━━ SUPPLIED INFORMATION ━━

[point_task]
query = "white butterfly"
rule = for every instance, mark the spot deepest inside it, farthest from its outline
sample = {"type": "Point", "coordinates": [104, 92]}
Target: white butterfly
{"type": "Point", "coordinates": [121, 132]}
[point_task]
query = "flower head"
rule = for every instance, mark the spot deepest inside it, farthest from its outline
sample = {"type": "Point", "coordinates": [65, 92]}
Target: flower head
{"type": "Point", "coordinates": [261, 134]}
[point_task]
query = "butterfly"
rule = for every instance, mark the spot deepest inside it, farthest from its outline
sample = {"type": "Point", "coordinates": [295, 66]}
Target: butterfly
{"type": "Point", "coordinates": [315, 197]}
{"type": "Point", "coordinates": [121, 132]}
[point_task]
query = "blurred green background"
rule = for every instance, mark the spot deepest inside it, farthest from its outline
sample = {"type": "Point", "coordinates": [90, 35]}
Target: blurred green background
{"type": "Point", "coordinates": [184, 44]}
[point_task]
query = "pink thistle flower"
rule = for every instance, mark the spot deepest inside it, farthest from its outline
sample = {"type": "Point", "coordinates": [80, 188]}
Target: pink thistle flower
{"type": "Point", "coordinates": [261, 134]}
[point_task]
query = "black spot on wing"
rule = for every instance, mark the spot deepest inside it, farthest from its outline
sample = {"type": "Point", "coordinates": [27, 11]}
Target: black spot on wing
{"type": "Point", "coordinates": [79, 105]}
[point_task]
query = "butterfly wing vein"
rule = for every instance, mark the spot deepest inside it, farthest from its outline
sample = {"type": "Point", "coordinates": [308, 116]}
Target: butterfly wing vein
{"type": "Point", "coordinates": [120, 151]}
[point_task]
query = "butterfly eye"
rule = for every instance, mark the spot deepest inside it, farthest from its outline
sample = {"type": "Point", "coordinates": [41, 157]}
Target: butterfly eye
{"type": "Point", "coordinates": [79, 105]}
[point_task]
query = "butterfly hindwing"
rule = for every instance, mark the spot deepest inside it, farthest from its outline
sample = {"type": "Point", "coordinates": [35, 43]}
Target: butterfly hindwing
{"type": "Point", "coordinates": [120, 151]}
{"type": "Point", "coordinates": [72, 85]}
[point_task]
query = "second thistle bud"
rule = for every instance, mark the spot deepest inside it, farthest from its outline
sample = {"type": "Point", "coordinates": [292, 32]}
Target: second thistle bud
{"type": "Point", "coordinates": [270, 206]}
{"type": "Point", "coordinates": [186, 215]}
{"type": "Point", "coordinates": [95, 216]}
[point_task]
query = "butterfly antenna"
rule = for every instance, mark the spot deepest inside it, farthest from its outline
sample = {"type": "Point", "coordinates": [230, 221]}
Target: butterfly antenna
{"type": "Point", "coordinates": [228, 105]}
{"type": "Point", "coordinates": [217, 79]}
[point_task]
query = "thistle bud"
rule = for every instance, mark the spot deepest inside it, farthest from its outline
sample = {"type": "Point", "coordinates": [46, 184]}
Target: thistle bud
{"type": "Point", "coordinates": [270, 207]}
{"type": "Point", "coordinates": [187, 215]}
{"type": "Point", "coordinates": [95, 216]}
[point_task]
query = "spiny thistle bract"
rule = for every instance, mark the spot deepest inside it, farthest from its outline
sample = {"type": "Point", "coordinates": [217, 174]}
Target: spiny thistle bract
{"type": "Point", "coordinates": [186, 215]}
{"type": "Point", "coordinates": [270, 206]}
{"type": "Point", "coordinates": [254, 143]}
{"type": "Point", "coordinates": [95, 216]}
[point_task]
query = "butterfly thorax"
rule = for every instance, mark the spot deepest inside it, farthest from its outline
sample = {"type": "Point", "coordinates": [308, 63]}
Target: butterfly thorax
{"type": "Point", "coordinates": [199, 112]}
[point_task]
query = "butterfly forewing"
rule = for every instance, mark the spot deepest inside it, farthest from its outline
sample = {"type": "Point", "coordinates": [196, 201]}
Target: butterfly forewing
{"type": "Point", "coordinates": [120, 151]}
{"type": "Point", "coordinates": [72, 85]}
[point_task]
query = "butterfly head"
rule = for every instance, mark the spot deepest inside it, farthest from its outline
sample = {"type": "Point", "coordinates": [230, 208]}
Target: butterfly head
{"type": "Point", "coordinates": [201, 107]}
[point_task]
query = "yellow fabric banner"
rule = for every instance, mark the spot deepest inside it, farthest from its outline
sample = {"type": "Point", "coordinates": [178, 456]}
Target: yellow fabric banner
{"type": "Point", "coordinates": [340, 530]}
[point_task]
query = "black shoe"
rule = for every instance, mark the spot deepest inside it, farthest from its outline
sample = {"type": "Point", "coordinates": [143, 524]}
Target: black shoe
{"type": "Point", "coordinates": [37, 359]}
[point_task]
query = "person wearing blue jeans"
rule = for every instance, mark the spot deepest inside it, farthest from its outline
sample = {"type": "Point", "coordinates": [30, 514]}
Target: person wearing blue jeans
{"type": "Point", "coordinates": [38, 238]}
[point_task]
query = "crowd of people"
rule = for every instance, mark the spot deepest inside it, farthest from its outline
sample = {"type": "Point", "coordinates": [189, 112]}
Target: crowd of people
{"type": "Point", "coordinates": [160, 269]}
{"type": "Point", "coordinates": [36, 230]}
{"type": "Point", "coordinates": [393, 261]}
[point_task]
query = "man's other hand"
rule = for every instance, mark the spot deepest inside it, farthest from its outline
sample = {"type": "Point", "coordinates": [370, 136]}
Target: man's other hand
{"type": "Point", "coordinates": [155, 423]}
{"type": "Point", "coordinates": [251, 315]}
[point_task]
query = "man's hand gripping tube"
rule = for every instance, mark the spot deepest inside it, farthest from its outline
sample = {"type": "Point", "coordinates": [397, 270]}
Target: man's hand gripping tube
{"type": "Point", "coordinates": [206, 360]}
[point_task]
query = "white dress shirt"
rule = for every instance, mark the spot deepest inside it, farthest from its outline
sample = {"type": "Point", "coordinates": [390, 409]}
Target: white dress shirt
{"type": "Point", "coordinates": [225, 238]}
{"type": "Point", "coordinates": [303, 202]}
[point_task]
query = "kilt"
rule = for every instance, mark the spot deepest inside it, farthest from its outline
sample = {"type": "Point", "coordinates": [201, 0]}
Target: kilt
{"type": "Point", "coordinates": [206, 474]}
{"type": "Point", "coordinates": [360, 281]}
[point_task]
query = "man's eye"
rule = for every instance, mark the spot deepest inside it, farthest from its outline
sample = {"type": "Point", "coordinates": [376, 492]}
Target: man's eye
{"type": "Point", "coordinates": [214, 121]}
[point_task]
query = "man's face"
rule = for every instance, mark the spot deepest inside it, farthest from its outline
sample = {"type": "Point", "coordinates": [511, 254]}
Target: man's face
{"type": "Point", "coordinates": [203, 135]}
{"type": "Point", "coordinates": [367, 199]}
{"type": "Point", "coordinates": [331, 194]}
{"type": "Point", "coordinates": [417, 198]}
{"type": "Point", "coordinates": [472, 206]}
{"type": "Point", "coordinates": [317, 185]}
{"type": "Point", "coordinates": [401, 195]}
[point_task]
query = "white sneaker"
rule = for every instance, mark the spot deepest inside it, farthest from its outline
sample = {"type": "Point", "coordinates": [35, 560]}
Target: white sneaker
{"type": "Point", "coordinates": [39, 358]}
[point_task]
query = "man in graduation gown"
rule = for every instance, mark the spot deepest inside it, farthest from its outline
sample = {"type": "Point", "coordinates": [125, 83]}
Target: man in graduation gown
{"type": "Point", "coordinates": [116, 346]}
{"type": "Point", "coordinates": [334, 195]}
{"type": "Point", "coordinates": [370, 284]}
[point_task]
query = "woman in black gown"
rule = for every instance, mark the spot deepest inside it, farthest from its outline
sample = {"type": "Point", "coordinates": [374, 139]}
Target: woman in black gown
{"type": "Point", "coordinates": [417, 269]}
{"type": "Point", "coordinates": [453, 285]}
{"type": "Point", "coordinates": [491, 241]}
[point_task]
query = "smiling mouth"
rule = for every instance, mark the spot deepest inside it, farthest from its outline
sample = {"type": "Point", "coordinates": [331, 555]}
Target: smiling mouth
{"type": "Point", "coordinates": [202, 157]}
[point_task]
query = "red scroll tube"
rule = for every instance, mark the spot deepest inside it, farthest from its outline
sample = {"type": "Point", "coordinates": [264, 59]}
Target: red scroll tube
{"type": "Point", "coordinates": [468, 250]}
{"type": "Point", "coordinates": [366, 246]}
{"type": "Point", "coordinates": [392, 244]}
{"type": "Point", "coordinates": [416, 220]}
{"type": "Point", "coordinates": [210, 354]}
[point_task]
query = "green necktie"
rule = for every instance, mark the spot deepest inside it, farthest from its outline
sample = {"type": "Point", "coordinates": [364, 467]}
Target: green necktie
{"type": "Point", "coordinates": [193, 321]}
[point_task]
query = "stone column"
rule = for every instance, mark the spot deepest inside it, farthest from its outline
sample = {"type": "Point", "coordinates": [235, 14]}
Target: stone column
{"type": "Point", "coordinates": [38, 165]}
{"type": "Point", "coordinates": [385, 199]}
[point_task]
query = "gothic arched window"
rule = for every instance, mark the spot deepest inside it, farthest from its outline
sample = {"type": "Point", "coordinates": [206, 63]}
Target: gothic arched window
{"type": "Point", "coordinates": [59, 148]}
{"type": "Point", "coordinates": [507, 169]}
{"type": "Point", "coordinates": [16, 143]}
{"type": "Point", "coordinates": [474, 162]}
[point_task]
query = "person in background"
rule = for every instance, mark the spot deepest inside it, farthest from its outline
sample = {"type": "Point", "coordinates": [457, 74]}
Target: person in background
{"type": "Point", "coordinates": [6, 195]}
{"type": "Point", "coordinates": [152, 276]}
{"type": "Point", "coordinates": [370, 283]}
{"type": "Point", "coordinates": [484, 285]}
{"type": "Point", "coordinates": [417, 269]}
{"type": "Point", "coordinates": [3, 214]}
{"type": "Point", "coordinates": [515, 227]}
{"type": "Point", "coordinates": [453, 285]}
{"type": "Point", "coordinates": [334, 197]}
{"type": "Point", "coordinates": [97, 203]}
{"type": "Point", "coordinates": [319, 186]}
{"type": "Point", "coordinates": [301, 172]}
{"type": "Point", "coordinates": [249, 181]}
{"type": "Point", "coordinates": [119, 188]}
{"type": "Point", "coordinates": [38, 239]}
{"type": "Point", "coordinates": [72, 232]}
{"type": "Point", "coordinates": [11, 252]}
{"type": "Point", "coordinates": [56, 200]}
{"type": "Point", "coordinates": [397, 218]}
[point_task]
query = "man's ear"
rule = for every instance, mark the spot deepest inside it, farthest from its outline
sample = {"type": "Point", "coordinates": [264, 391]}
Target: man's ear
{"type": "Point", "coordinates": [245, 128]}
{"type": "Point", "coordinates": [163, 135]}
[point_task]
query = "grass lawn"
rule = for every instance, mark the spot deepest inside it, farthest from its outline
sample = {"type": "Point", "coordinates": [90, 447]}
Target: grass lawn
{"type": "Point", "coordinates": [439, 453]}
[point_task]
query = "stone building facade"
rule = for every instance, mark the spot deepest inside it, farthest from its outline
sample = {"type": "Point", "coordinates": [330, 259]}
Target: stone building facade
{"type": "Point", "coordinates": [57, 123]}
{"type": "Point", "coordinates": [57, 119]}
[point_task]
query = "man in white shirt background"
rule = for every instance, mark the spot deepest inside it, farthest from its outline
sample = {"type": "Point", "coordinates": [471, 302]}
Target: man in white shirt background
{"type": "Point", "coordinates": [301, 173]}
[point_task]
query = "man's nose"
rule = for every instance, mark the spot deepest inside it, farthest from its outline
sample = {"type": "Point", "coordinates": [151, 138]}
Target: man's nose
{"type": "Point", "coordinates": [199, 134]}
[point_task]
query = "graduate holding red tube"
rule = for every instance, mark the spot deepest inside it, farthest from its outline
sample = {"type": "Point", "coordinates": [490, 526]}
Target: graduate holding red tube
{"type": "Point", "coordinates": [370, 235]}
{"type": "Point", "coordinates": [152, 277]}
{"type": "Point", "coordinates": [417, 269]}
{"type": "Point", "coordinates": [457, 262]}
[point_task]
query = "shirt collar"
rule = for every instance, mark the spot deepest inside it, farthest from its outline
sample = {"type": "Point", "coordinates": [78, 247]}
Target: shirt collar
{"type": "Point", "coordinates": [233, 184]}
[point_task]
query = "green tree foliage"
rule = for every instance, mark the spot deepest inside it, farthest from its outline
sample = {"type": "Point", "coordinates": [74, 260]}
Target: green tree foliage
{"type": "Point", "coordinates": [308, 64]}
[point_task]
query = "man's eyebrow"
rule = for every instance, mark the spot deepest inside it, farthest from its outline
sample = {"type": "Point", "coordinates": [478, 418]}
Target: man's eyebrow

━━━

WHAT THE TASK ASKS:
Copy out every line of the data that includes "eyebrow".

ANSWER TO THE PROBLEM:
query = "man's eyebrow"
Target: man's eyebrow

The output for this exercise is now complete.